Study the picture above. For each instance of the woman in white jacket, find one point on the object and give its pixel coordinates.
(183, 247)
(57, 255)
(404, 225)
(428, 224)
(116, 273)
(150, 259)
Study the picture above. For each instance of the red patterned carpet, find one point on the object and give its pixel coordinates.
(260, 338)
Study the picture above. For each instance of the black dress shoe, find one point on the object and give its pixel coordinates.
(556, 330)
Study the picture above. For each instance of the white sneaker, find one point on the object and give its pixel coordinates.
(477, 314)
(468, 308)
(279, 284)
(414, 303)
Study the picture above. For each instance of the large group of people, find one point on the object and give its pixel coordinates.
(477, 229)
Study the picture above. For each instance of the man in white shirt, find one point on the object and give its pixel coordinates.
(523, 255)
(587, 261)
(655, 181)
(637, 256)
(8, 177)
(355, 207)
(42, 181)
____
[What you should do] Repeat every item above word for word, keeping each point listed under it.

[Solution to the problem]
Study the picture above. For each instance of the woman in white jacket, find one point on the object and give its pixel coordinates.
(183, 247)
(57, 255)
(404, 225)
(428, 224)
(116, 273)
(150, 259)
Study the picture above. For each instance of the red patterned carpet, find one point on the object and give its pixel coordinates.
(260, 338)
Study the picture above. For each instance of the black dress shoe, find one point on the object and give its pixel coordinates.
(556, 330)
Study the picture above. For each instance of the white sneaker, find one point on the object and give its pixel coordinates.
(477, 314)
(468, 308)
(279, 284)
(414, 303)
Study the picture above. For each instance of the large group of people, find one point on the object and give its pixel coordinates.
(477, 229)
Study the picture above. For each instance of the man in white shirt, find one point on the object and give its pixel coordinates.
(523, 255)
(587, 261)
(655, 181)
(637, 256)
(8, 177)
(355, 207)
(42, 181)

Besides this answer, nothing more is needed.